Set down, word for word, the stretch of lines from the one containing "Would you mind marking the pond" to the end of the records below.

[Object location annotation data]
┄┄┄┄┄┄┄┄┄┄┄┄┄┄┄┄┄┄┄┄

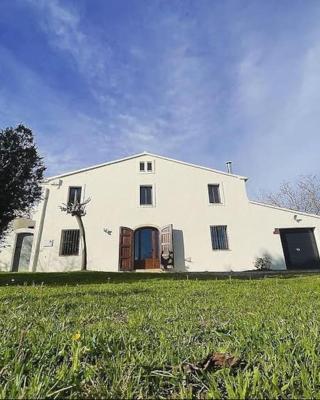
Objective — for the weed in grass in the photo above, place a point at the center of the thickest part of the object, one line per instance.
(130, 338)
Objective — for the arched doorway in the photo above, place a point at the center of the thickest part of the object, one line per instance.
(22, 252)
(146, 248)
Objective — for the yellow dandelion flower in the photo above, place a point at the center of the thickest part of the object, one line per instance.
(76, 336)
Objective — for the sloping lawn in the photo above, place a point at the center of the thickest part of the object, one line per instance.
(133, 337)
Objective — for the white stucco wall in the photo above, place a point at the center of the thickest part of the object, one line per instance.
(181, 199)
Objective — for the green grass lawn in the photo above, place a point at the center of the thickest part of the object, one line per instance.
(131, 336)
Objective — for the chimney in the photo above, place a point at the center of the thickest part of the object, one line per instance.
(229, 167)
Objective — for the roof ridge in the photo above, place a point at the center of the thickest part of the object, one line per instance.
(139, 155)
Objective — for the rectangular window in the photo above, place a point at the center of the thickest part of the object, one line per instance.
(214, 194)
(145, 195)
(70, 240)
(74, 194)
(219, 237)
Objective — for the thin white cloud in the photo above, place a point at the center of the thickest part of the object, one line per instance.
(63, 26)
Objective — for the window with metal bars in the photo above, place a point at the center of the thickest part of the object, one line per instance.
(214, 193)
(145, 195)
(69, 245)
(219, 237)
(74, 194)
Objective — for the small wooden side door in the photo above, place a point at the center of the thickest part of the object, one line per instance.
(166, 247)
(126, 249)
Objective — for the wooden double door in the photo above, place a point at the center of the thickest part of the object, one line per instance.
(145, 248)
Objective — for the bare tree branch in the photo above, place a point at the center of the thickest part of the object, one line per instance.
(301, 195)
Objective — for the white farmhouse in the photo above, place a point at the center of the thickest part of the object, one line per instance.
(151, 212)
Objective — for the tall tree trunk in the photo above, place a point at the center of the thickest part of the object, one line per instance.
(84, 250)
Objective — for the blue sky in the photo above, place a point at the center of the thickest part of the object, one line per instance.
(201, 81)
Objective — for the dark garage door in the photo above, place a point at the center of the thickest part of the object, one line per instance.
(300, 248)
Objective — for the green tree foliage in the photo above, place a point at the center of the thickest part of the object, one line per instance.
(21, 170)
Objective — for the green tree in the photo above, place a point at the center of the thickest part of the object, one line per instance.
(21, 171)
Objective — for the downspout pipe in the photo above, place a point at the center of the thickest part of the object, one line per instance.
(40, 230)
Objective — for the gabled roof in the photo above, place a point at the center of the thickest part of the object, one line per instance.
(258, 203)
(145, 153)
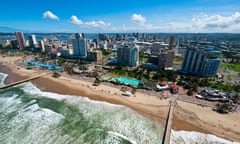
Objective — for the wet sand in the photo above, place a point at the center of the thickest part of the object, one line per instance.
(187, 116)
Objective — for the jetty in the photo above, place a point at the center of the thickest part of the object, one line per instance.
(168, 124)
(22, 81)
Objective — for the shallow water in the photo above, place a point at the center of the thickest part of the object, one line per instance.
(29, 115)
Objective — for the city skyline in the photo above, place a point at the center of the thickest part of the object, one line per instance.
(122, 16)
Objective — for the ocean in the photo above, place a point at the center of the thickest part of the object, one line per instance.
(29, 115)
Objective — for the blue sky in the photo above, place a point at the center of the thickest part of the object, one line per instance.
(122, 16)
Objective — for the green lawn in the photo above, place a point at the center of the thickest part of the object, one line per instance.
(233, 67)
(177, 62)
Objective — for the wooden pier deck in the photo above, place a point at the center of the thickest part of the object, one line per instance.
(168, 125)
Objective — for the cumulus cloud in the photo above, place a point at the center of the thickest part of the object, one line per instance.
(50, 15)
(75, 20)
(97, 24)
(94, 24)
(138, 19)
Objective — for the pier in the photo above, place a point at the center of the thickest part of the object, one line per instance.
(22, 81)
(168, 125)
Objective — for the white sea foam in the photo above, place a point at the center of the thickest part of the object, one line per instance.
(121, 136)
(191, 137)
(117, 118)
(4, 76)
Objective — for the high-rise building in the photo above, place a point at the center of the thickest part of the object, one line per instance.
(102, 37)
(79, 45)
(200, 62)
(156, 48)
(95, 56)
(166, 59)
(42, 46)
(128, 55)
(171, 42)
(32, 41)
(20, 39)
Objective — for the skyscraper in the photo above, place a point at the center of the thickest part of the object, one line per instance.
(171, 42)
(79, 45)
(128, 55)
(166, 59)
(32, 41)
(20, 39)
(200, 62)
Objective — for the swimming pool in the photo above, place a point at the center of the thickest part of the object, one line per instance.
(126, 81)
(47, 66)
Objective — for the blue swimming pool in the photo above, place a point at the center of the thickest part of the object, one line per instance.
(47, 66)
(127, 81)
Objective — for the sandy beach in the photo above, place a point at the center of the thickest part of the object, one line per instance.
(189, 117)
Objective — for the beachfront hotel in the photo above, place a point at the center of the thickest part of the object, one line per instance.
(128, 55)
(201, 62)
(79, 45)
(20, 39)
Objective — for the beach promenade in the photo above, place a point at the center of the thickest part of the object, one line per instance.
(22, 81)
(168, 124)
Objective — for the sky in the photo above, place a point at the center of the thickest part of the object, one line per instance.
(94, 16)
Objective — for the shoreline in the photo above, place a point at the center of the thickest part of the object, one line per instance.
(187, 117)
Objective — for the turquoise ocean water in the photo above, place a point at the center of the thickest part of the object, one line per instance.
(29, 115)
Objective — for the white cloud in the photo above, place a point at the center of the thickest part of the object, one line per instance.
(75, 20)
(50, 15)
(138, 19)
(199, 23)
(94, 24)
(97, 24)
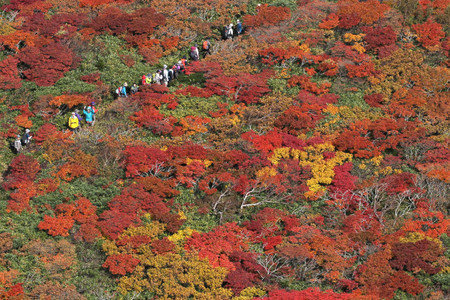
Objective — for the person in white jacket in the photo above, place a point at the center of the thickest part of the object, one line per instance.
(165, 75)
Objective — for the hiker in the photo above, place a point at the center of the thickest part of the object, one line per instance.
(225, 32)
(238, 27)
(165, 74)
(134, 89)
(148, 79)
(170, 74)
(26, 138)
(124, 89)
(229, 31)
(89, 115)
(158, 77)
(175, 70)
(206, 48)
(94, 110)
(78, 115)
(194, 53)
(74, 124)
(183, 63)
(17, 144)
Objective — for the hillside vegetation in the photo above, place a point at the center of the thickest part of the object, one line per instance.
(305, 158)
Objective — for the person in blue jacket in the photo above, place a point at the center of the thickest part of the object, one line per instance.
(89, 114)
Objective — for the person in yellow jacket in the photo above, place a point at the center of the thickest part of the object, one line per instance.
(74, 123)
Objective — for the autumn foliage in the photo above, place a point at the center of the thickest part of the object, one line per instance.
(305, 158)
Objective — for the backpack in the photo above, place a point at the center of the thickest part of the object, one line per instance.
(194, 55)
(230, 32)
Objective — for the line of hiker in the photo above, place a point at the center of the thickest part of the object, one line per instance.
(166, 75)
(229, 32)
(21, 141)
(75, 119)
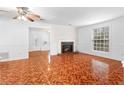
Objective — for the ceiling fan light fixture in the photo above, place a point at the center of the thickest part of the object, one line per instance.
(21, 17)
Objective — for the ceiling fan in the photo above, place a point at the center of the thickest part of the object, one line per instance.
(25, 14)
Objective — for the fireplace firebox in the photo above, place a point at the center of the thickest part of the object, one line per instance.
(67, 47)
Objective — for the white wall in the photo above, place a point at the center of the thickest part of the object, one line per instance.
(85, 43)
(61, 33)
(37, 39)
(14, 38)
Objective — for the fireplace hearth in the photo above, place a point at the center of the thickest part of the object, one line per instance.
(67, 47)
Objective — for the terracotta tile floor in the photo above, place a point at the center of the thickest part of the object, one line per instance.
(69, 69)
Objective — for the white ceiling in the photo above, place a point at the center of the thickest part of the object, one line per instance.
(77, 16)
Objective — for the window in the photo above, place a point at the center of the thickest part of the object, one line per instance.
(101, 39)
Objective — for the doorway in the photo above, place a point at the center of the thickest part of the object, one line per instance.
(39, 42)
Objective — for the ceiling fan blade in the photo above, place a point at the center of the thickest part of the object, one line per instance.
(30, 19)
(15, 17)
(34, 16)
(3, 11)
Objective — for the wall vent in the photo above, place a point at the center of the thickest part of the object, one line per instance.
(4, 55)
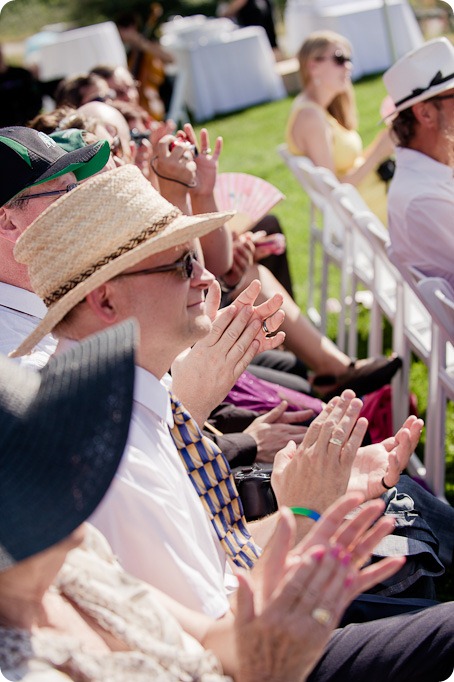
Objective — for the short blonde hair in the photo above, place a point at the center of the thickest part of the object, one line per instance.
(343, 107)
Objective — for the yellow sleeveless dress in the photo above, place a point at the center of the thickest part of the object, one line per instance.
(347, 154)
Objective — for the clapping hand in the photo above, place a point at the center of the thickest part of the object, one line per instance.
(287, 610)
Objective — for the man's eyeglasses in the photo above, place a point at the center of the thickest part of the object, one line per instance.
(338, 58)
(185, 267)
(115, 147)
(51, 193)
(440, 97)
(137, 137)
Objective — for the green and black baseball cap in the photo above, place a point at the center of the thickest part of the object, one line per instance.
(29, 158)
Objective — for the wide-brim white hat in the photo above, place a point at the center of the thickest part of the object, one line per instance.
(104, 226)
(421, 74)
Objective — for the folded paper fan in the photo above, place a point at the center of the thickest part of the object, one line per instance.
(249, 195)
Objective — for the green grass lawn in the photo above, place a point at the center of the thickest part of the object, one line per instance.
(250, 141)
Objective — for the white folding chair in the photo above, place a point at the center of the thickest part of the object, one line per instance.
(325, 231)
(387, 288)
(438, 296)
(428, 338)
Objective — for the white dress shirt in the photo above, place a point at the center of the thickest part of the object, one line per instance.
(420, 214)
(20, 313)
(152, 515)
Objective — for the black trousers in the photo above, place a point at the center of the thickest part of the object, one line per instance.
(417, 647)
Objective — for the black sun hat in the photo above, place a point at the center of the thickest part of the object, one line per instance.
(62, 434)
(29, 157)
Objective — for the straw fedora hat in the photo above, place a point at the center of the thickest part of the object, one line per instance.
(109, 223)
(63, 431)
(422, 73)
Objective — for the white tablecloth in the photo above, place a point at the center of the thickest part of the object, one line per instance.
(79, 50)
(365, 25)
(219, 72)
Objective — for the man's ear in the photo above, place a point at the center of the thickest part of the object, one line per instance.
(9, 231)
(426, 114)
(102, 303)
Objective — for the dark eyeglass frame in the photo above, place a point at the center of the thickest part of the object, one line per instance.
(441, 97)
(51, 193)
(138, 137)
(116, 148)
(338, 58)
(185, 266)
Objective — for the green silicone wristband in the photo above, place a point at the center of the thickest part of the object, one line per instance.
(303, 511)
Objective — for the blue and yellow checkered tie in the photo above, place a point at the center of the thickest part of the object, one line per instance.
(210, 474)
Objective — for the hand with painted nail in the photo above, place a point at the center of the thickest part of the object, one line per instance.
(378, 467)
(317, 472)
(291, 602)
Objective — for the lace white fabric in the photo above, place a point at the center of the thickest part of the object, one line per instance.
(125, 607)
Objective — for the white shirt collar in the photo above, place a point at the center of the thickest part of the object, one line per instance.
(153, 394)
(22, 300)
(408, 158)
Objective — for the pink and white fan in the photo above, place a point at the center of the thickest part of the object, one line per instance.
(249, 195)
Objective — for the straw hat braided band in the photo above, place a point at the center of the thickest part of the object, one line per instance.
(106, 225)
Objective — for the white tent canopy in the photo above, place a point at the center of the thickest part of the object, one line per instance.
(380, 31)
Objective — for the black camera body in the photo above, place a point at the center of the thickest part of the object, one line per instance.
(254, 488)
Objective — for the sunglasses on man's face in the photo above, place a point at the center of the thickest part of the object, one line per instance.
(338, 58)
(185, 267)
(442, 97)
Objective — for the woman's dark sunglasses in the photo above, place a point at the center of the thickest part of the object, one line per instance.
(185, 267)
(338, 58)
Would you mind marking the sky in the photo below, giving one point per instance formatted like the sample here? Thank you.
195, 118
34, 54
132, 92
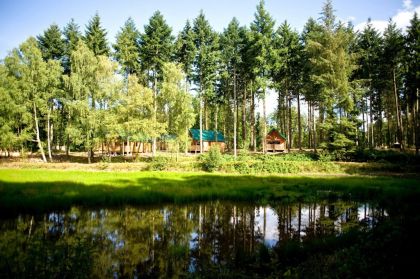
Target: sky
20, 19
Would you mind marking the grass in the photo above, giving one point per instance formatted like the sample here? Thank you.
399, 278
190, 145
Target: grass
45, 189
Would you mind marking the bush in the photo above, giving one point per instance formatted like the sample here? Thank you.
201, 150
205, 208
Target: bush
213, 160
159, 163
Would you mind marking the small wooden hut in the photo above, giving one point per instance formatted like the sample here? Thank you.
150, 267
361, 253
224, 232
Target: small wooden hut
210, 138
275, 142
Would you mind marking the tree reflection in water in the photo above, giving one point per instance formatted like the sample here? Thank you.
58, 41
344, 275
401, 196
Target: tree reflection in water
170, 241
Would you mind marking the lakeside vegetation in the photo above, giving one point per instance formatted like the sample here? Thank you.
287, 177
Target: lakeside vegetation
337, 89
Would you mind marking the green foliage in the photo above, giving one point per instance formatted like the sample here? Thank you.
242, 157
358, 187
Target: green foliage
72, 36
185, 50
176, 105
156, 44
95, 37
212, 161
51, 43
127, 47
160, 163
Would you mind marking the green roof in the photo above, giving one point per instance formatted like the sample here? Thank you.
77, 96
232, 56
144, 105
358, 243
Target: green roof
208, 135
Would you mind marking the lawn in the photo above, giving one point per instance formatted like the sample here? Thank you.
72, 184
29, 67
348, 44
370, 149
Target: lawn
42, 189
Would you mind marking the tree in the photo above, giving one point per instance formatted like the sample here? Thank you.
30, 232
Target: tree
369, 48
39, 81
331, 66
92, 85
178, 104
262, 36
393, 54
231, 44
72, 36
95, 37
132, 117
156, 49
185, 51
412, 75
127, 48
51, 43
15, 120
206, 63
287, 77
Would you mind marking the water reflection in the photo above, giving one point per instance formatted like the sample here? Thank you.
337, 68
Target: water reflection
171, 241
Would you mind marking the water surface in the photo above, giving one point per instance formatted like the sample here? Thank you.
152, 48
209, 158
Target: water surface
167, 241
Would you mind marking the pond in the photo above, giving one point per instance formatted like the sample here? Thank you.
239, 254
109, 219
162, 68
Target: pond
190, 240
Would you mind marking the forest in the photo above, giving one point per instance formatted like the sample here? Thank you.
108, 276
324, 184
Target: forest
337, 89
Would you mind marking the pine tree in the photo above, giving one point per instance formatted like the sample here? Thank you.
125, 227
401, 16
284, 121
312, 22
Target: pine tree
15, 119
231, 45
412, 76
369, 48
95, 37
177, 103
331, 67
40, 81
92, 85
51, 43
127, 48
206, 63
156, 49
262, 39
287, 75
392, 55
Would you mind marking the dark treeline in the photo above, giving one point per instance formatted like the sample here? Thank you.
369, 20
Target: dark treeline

┄┄┄┄┄┄┄┄┄┄┄┄┄┄┄┄┄┄┄┄

Task solution:
Would you mind marking the pond in the photo above, giving one point per instance formatted like the sample here? Thank you.
239, 254
109, 219
162, 68
Target: pond
190, 240
Would you mind marking the forest in the photo above, giving one point per instance formatted like the sample here? Thank you.
108, 276
324, 184
Target: forest
337, 89
Would you mind marking the pine tree in the photo above, giving one point per instance formatted like the sample here? Thank you.
125, 227
401, 16
284, 121
312, 22
Target: pine tree
15, 119
231, 45
412, 76
369, 48
95, 37
177, 103
331, 67
40, 81
92, 85
51, 43
127, 48
206, 63
156, 49
262, 39
287, 75
392, 55
Would you mind marking the dark treeline in the photo above, giving one point per instance formatted like the sample here? Thank you.
369, 20
Target: dark treeline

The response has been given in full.